═════ PAGE TEXT

One of the over-riding memories of my childhood was reading On The Road by Jack Kerouac (Viking 1957). I first read On The Road when I was 14, and was transfixed by this wild journey that celebrated travel, the road trip, the journey, outsiders; bums, jazz musicians, nature, poverty, the randomness of the experience, the quest for some spiritual finality, of understanding, of drugs and booze, of adventure. It appealed to my own personal quest and search for the meaning of life, and of trying to understand how to make sense and connect to the world. It can be read in a myriad of ways; a privileged white, educated, middle-class boys-own adventure sleeping, drinking and thumbing their way round America, with Jack`s mom always available to wire money to help him out; an existential search for the meaning of life in post-war America; as a debauched drugged non-stop party; at once a search; a search of inner and outer space, an almost religious, spiritual quest, not only for the meaning of life through Kerouac`s eyes, but also through the beat-bum-hipster-blood brother Neal Cassady. All in a thunderous masculine prose style that sped through and over the American dream towards Nirvana. Kerouac suddenly came to be seen as a very reluctant spokesman for the Beat Generation.
In an exchange during a TV interview just after On The Road was published ;
Interviewer: The beat generation has been described as a seeking generation. What are you looking for?

══════════

EXERCISE AIM
Extract the passage of the essay on reading On The Road from "In an exchange" to "you looking for?", copying it without changes. The listing is not needed for any task.

═════ MATERIAL PROVIDED

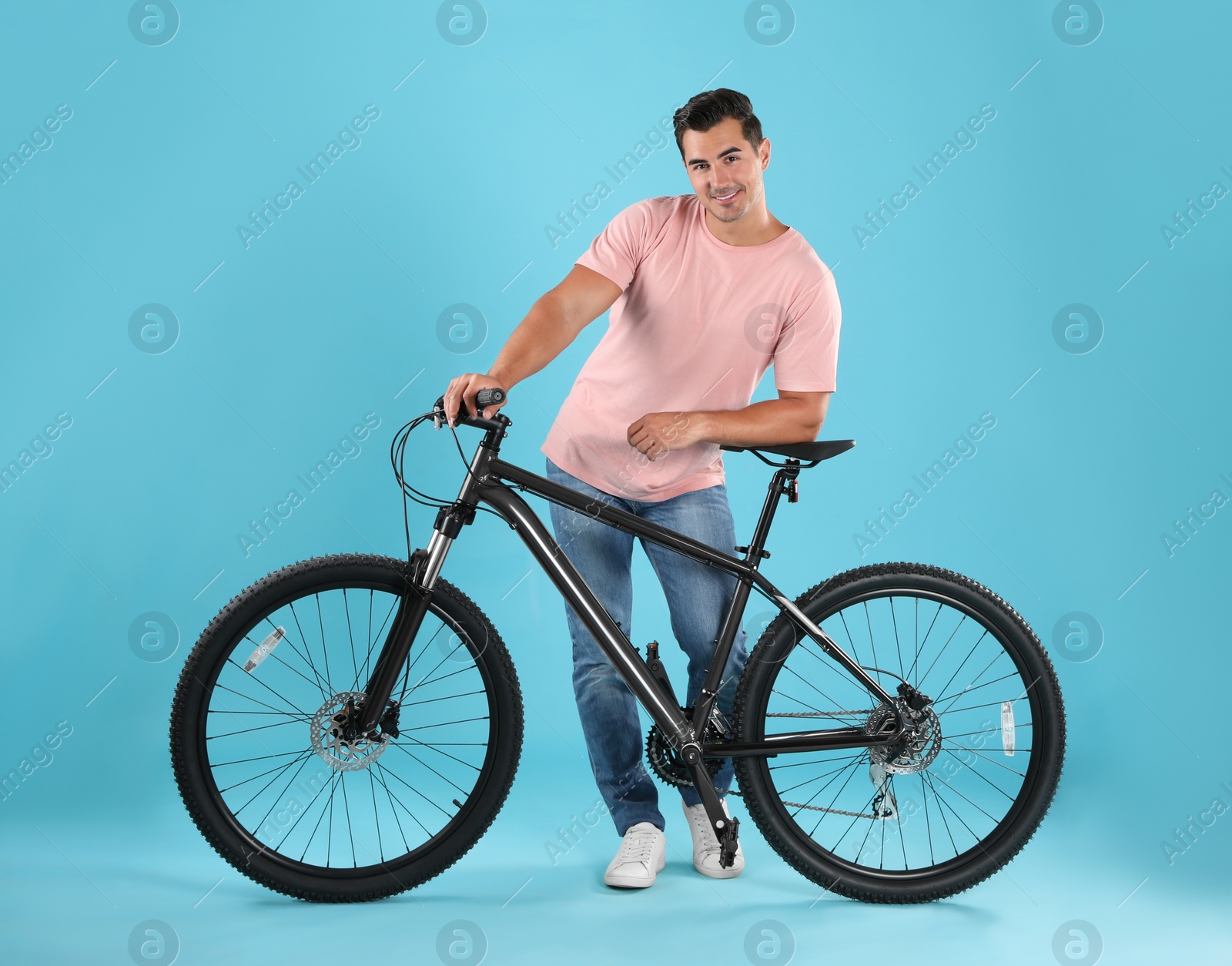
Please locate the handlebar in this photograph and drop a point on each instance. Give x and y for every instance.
(484, 398)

══════════

REPLY TO THE TASK
In an exchange during a TV interview just after On The Road was published ;
Interviewer: The beat generation has been described as a seeking generation. What are you looking for?